Um dos principais objetivos – se não o mais importante – do manejo racional dos bovinos é trazer segurança a todos aqueles que trabalham com estes animais. Infelizmente, mesmo em muitas fazendas que procuram seguir um sistema de manejo melhorado não são adotadas, em geral, medidas de segurança objetivas e regulares.
Um dos pontos mais recomendados para tornar mais seguro o manejo dos bovinos é a adoção de um guia de procedimentos, para o trabalho do dia a dia e atividades extras. Estes procedimentos seguem princípios gerais, mas devem ser desenvolvidos para cada caso em particular, especialmente no Brasil, onde as variações entre os sistemas de produção são muito acentuadas, em função de características particulares de cada fazenda como infra-estrutura, aspectos culturais, tecnologias adotadas, localização, animais criados – categorias, raça, manejo, temperamento etc.
Além do fundamental lado puramente humanitário de um acidente com um funcionário – que pode até ser fatal -, pode-se analisar, racionalmente, também sob o ponto de vista financeiro (prejuízo) os custos de um trabalhador ferido durante o desempenho de sua função – o tempo parado, indenizações etc. Certamente, pode se contabilizar que os benefícios superam largamente os custos da adoção de procedimentos de segurança, que, aliás, são muito baixos.
A seguir, é apresentada uma adaptação de um informativo britânico, “Handling and housing cattle”, que trata de boas práticas para segurança no trabalho de manejo de bovinos. Este é apenas um guia de princípios gerais, restritos a algumas situações e baseado nos três pontos chaves do manejo de bovinos: o homem, a instalação e o animal. Como citado no início do artigo, cada sistema de produção deve ter um roteiro de segurança, prático e cobrindo todas as situações.

■ **TAREFA PROPOSTA**:
Continue o texto sobre segurança no manejo de bovinos, começando logo após a última frase apresentada. O material não será necessário.

■ **LINHAS DE DADOS**:
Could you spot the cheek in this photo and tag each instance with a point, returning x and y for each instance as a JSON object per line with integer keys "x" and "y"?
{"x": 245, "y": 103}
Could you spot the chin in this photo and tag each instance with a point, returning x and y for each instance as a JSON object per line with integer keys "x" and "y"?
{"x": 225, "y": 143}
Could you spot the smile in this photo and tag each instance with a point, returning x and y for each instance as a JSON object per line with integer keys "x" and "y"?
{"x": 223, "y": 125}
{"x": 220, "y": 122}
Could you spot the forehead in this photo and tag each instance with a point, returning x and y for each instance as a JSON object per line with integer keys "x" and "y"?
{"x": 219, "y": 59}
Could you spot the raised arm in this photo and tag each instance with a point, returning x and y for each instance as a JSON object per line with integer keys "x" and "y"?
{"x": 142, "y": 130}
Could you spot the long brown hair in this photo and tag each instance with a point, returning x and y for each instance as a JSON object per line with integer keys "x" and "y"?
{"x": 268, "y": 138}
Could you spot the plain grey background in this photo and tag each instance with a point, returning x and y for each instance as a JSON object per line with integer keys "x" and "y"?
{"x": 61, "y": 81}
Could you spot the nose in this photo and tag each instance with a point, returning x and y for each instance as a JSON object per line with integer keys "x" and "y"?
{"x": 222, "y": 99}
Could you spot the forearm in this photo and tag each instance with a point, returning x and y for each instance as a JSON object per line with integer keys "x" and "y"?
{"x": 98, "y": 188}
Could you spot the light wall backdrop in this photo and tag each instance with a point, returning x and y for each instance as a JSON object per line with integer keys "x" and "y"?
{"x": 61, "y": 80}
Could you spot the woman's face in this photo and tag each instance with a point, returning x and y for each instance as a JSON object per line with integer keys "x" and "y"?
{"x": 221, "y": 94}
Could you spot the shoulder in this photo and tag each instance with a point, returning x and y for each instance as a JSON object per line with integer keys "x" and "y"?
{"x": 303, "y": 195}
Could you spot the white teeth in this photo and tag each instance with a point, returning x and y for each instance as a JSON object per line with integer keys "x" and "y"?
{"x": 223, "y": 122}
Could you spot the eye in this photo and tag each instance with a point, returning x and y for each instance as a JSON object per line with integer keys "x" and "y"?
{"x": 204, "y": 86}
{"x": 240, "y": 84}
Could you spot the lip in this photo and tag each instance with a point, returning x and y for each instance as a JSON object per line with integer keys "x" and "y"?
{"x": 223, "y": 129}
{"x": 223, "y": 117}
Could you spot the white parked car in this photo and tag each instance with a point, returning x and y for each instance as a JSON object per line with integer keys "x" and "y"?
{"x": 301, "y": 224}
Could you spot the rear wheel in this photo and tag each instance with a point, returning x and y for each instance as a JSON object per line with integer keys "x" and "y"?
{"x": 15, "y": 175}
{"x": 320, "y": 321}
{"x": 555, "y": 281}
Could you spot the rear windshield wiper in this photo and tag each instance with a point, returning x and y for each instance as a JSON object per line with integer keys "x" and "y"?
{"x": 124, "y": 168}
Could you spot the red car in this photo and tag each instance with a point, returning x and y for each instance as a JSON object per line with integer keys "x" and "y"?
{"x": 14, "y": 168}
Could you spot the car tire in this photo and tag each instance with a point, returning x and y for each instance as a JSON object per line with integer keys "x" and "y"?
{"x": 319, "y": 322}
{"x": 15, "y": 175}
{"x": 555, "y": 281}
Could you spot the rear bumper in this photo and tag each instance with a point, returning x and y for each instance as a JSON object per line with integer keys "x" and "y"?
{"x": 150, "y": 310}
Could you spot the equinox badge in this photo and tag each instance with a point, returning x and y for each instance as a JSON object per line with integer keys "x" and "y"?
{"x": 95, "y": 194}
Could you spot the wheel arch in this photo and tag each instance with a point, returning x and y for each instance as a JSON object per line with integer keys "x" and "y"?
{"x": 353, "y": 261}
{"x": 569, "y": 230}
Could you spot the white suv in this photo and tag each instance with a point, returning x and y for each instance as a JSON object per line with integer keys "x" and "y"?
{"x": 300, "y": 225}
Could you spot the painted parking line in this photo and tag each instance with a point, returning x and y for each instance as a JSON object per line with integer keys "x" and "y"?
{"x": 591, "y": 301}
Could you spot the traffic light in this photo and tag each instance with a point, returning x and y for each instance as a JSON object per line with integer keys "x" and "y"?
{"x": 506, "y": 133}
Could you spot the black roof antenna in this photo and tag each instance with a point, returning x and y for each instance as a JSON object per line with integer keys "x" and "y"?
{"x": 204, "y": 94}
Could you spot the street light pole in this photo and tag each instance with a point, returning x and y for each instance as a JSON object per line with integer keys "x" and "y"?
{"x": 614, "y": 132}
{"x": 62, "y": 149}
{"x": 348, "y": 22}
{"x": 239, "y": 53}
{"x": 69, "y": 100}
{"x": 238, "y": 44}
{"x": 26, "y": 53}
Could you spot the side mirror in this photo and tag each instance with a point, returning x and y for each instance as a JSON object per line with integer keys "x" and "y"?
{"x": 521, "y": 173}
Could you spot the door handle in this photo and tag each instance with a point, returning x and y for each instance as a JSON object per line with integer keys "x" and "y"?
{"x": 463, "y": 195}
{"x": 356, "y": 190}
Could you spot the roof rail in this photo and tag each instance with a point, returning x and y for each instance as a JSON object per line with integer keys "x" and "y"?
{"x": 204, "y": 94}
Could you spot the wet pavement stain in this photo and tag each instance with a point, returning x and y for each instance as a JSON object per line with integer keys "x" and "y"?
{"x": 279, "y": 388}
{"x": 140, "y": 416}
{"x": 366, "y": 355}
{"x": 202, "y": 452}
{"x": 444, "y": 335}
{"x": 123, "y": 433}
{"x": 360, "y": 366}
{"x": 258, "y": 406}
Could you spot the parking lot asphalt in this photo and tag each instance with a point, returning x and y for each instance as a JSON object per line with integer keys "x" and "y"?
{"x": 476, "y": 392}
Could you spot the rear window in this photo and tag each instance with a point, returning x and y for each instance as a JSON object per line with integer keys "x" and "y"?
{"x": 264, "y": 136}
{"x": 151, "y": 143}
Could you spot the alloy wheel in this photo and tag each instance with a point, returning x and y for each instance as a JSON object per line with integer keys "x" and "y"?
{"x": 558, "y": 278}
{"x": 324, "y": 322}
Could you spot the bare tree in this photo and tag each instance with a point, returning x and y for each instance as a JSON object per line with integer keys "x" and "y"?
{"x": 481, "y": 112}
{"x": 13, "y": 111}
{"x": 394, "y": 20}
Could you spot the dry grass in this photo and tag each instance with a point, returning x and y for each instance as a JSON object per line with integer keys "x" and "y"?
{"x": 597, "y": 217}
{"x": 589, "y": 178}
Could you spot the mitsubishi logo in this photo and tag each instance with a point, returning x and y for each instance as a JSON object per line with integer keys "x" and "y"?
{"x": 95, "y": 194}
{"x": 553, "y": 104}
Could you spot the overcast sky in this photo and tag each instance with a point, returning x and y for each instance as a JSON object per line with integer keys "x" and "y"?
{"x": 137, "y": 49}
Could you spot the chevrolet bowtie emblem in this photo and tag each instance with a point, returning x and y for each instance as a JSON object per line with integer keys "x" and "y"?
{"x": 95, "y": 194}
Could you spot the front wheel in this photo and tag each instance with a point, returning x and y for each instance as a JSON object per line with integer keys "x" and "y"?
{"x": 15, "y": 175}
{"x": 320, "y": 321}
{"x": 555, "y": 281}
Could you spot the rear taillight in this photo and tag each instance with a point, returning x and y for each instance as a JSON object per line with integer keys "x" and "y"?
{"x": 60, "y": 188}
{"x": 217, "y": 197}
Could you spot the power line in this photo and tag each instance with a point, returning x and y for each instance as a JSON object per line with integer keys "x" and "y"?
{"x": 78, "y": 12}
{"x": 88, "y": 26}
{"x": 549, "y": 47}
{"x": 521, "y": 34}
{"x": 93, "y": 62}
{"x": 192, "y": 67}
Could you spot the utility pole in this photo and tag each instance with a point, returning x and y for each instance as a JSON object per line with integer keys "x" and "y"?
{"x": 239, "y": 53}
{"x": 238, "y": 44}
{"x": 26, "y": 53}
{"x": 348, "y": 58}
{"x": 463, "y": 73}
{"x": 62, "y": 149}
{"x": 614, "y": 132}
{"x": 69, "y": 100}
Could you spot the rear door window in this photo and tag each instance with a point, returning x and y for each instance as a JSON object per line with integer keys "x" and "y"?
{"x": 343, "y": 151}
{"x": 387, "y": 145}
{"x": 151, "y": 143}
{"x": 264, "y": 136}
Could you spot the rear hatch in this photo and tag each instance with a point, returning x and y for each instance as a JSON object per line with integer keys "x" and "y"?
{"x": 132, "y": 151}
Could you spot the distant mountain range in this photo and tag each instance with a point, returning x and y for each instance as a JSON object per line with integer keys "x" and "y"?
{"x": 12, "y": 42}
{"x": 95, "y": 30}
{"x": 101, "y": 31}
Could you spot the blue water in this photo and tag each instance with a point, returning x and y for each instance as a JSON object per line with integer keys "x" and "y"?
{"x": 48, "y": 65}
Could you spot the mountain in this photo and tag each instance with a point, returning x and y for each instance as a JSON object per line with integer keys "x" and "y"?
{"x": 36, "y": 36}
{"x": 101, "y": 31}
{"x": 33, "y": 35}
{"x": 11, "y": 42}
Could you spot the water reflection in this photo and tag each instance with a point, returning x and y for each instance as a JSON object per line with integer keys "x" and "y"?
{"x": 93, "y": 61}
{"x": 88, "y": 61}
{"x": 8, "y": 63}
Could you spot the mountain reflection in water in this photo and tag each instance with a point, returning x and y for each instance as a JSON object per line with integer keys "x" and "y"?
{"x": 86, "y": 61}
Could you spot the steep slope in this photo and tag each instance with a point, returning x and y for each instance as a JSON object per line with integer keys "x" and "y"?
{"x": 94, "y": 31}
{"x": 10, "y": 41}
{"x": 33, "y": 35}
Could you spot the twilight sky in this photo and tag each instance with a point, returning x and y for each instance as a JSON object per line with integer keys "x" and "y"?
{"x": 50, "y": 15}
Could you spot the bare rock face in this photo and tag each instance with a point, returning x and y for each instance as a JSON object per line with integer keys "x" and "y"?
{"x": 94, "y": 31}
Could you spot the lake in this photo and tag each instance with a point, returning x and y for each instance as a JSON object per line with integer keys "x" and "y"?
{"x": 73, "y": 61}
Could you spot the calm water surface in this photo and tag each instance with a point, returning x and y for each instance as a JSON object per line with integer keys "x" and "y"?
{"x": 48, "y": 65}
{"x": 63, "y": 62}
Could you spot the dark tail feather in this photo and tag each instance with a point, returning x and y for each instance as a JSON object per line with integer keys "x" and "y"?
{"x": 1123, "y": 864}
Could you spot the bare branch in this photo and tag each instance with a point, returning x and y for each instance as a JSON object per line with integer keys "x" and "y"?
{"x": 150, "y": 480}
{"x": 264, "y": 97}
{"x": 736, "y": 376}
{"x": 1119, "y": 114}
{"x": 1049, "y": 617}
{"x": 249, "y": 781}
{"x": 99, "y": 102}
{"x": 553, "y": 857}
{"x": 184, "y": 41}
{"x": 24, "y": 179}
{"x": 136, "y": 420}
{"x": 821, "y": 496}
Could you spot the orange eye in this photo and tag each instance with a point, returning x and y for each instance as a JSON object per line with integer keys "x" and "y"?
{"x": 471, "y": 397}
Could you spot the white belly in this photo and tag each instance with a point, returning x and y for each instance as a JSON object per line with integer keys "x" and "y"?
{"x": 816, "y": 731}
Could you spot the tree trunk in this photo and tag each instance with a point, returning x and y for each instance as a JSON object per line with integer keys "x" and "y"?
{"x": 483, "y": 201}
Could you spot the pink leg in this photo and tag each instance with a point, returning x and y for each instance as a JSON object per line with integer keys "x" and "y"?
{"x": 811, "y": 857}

■ **RESPOSTA DA TAREFA**:
1 – Introdução
Este informativo oferece recomendações gerais aos pecuaristas para um manejo seguro do gado adulto, em especial touros e animais de engorda.
Acidentes fatais e não-fatais na pecuária são causados tanto por animais como também por instalações de manejo e equipamentos inadequados. Por exemplo, o “coice” de uma pescoçeira ou vazieira de um tronco de contenção, ou um embarcador em más condições de manutenção.
2 – Os riscos
O manejo de bovinos sempre envolve o risco de acidentes devido a esmagamentos, coices, cabeçadas ou chifradas. O risco aumenta se o trabalho envolve animais que não são trabalhados com freqüência, como em função da categoria ou de criações mais extensivas. Algumas profissões, como de veterinários, podem oferecer ainda mais riscos devido ao tipo de contato. Contudo, bons sistemas de manejo, funcionários competentes e treinados, e um rigoroso sistema de seleção e descarte podem assegurar que o trabalho com bovinos possa ocorrer com uma segurança razoável.
Familiaridade com os animais pode levar a complacência. Muitos acidentes ocorrem porque as pessoas falham em tratar os animais com a devida precaução. Um animal dócil e brincalhão pode matar uma pessoa com a mesma facilidade que outro arredio e agressivo.
3 – Princípios gerais do manejo de bovinos
Deve-se considerar:
– O homem – incluindo capacidades físicas e mentais, treinamento e experiência;
– A instalação de manejo – cercas, seringa, tronco coletivo, pescoçeira ou tronco de contenção, embarcador etc;
– O animal – incluindo o quanto está acostumado ao manejo e sua saúde.
O homem
Qualquer um que trabalha com bovinos deve estar:
– apto a usar o equipamento de manejo a disposição;
– consciente dos perigos do trabalho com o bovino e ser supervisionado enquanto não estiver competente para tal;
– apto a trabalhar com calma o gado, sem gritos, impaciência ou excesso de força;
– em boa saúde e capacitado em métodos de segurança. Treinamento para tal pode ser realizado com profissionais da área.
Alguns trabalhos necessitam de duas ou mais pessoas, deve-se avaliar sempre estas necessidades antes de se iniciar a tarefa.
Quanto a limite de idade para a lida com o gado, as capacidades individuais variam muito, mas não se deve permitir que crianças abaixo dos 13 anos lidem com os animais. Acidentes também acontecem com pessoas idosas, que não possuem mais a agilidade necessária para escapar de um animal agressivo.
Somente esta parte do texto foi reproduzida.